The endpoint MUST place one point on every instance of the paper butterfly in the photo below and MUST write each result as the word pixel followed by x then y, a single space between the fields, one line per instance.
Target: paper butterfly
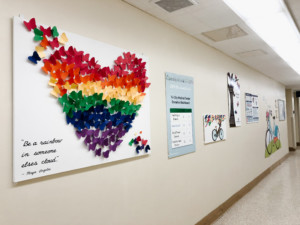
pixel 34 58
pixel 100 102
pixel 31 24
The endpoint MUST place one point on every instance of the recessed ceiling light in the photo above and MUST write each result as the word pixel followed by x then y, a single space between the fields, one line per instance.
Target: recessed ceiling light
pixel 173 5
pixel 253 53
pixel 225 33
pixel 271 20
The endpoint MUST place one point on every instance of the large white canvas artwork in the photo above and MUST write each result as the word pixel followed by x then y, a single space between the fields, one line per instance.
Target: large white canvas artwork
pixel 214 128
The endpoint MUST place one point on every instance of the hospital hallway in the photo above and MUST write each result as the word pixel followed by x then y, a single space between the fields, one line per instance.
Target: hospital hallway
pixel 275 200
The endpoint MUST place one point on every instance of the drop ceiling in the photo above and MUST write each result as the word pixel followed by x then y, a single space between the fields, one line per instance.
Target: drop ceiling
pixel 231 35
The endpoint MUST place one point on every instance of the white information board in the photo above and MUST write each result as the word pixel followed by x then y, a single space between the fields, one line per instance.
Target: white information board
pixel 181 129
pixel 43 142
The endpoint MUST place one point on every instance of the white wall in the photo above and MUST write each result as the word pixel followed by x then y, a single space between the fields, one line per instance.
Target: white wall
pixel 290 116
pixel 155 189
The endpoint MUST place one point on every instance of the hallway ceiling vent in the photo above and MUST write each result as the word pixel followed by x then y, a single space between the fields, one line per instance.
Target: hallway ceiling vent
pixel 225 33
pixel 173 5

◆ Exercise directions ◆
Using the entries, return every line where the word "instance" can be found.

◆ Answer for the task ◆
The endpoint MUST place one point on every instance of the paper butterfly in the photo below and MUST write each result as the word pixel followed by x then y, a single space between the fields, one line per instance.
The endpoint MUST place one point on every instance of the recessed ceiling light in the photo above and MUST write each result as the word pixel followed by x then y, a single space between the fields, one line per instance.
The endpoint MUST place one point on every instance of the large white canvas artwork in the photo above and MUST write each result as the word pixel followed by x then y, a single space between the fields, one line per instance.
The endpoint MUST place one point on every instance of the hospital hallway in the photo above and MUST write each result as the word pixel followed by x then y, a single space between the fields, one line per instance.
The endpoint MUST place one point on every instance of the drop ceiling in the photo above and MUST write each result as the word pixel followed by x then y, a single space between the fields, one line per instance.
The endpoint MUST place one point on every instance of the white information board in the photo above and MUST write each result as the word pixel followed by x then y, a single space between the fields, one line per instance.
The endpoint MUST place one point on every instance of the white wall in the photo above and MUST write each result as the word pixel followed by x then y, a single space between the fields, one line per instance.
The endpoint MUST place one point on every instance of the hallway ceiling vent in the photo above and MUST write each result as the word pixel followed by x then y, a single space between the fields, one line per instance.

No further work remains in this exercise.